● **Supplied entries**
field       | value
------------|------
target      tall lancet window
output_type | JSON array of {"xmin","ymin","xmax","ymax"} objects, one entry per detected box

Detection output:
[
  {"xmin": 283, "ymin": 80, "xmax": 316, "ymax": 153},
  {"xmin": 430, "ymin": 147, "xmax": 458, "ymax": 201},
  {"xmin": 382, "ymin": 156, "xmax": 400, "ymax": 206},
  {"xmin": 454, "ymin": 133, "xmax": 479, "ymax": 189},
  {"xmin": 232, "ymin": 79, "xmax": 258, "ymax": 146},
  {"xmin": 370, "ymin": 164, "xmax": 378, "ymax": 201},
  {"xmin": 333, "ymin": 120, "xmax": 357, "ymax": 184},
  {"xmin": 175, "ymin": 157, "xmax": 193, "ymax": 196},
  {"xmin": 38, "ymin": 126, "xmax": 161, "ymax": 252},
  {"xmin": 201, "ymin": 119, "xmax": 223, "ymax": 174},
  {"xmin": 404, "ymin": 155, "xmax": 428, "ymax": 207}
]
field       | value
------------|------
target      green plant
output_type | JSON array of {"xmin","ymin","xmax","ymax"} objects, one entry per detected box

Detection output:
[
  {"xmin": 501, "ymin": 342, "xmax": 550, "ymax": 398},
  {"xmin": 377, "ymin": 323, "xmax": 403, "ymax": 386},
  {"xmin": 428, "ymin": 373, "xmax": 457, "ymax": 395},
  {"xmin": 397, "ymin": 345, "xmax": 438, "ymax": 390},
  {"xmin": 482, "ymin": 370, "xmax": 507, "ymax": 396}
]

● **Directions**
Find the string "target" in the entries above. Copy each line where it occurs.

● **Your solution**
target      tall lancet window
target      green plant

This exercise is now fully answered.